--- Required action ---
In the listing below, find the line with "Pick out the oven" and the line with "pixel 55 124". Repeat those two lines and all lines between them exactly.

--- Given data ---
BEGIN
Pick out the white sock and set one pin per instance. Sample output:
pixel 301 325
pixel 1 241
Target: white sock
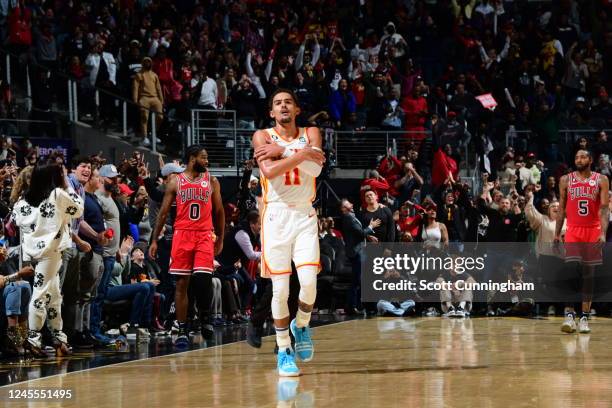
pixel 302 319
pixel 282 338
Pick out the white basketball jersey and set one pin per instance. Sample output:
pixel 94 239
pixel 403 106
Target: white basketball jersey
pixel 293 188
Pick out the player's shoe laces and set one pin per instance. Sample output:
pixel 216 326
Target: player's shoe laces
pixel 583 325
pixel 450 312
pixel 569 325
pixel 286 364
pixel 286 389
pixel 460 313
pixel 182 340
pixel 303 341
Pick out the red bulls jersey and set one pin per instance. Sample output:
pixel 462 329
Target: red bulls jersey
pixel 583 200
pixel 194 203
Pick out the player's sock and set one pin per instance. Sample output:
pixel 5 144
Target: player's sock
pixel 202 285
pixel 282 338
pixel 302 318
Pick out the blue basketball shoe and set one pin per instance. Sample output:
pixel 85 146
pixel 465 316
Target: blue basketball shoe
pixel 303 341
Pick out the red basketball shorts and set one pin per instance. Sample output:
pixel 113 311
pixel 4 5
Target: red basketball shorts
pixel 581 245
pixel 192 251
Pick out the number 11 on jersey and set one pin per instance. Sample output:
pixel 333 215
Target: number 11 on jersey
pixel 296 177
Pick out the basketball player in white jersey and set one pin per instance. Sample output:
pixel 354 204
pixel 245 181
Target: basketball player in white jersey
pixel 290 159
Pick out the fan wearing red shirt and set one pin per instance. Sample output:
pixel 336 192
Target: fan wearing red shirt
pixel 584 201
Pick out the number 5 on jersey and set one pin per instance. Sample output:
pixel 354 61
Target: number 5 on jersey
pixel 583 207
pixel 296 177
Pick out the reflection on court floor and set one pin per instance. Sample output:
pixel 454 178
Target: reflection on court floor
pixel 383 362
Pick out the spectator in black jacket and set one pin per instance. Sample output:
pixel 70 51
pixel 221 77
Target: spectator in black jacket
pixel 244 99
pixel 249 190
pixel 503 227
pixel 453 216
pixel 354 241
pixel 385 232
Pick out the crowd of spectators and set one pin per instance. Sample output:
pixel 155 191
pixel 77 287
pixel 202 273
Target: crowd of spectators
pixel 109 285
pixel 411 66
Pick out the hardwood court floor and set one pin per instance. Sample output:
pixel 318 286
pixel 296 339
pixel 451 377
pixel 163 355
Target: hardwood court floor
pixel 384 362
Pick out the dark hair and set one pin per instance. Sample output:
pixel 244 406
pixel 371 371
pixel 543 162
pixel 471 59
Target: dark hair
pixel 45 179
pixel 283 90
pixel 192 151
pixel 587 151
pixel 77 160
pixel 252 216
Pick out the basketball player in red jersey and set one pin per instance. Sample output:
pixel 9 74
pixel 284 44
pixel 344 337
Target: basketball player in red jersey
pixel 584 201
pixel 290 158
pixel 199 216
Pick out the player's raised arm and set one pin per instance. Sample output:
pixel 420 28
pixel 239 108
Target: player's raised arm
pixel 604 209
pixel 562 204
pixel 274 168
pixel 310 167
pixel 169 196
pixel 218 215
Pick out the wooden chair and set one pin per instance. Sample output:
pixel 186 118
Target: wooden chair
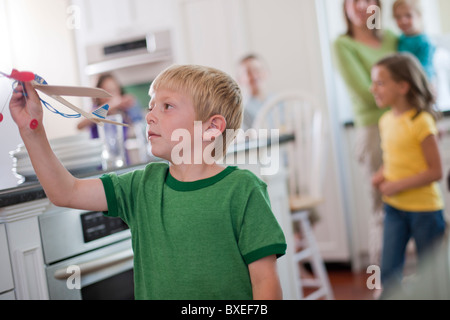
pixel 299 115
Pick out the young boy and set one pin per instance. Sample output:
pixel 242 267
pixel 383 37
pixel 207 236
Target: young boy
pixel 199 230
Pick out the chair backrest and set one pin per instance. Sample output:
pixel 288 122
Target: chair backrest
pixel 297 114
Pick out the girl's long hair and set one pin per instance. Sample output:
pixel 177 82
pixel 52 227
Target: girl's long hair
pixel 349 32
pixel 406 67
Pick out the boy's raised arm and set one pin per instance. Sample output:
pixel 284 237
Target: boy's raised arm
pixel 60 186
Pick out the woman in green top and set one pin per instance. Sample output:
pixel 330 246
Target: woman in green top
pixel 356 52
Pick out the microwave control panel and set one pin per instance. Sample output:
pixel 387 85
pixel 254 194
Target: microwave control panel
pixel 95 226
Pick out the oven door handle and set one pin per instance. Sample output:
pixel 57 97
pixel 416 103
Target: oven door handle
pixel 96 265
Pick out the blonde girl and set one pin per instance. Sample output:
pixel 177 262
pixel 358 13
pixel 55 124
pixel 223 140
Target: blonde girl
pixel 412 166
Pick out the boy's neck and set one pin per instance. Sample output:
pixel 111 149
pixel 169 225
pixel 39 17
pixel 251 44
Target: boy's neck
pixel 194 172
pixel 366 36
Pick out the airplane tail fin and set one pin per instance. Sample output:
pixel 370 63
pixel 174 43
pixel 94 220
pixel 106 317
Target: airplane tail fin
pixel 101 112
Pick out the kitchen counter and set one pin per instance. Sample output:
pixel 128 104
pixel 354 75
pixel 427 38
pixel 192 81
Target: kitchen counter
pixel 22 209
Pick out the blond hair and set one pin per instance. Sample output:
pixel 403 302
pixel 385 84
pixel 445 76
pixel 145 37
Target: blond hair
pixel 406 67
pixel 213 92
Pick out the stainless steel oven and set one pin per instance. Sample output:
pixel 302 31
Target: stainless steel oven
pixel 88 256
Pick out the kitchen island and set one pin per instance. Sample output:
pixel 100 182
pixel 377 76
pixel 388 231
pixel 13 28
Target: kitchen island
pixel 25 262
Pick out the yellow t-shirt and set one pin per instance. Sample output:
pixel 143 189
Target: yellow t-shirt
pixel 401 138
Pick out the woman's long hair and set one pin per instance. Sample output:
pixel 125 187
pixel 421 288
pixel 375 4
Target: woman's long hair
pixel 406 67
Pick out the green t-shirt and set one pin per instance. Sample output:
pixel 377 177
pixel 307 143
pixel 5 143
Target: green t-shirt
pixel 355 61
pixel 194 240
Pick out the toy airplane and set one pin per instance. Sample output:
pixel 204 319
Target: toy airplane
pixel 98 116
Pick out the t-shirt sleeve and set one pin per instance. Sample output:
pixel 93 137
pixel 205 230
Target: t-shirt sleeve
pixel 119 194
pixel 260 235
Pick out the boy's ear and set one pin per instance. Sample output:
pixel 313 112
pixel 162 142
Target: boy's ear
pixel 215 126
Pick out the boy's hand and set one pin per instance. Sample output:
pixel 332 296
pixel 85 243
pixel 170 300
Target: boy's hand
pixel 377 179
pixel 25 109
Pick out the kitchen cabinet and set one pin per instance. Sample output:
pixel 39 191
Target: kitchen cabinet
pixel 359 194
pixel 6 279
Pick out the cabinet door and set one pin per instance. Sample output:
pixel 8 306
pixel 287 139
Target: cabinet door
pixel 6 280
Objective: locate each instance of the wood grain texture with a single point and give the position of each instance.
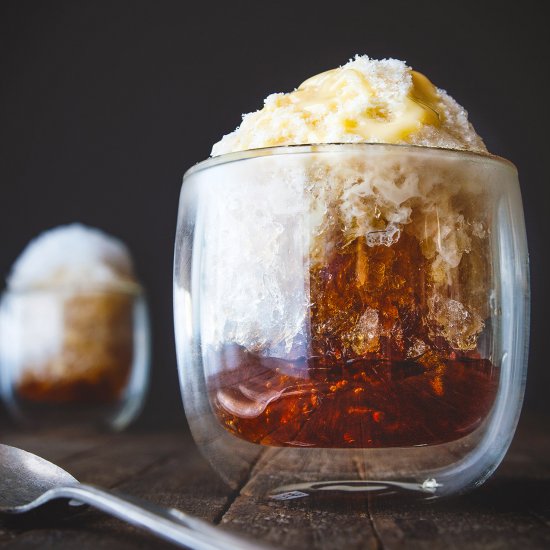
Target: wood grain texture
(512, 510)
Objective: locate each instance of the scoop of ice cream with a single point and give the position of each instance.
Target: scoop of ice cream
(75, 256)
(366, 100)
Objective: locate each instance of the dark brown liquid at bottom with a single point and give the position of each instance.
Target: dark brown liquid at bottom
(361, 403)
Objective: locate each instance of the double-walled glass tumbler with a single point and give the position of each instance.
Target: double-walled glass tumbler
(73, 356)
(352, 317)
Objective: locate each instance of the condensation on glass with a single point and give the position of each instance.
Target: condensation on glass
(355, 317)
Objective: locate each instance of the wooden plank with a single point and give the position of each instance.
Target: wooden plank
(510, 511)
(162, 468)
(316, 523)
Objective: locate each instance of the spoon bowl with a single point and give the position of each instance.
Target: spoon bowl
(30, 484)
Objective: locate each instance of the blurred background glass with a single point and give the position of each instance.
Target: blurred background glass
(74, 357)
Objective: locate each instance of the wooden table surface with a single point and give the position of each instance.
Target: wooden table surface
(512, 510)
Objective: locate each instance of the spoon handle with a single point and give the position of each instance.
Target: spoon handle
(167, 523)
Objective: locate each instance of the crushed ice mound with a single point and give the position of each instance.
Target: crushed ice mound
(364, 101)
(73, 255)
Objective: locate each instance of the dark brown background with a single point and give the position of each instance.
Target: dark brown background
(104, 105)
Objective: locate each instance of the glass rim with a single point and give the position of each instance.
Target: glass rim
(126, 288)
(228, 158)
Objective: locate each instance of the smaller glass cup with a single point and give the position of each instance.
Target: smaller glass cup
(70, 356)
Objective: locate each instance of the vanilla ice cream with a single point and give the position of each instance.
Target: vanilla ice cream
(270, 216)
(366, 100)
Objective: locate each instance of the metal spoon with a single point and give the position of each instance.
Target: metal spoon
(29, 483)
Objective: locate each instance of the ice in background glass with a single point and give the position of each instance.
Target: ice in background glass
(353, 315)
(74, 334)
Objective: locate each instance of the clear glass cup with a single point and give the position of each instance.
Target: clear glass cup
END
--- Answer ---
Pick out the oven door handle and set one pin per instance. Sample output:
pixel 57 97
pixel 416 103
Target: oven door handle
pixel 96 265
Pick out the blonde girl and set one pin per instance. Sample output:
pixel 177 262
pixel 358 13
pixel 55 124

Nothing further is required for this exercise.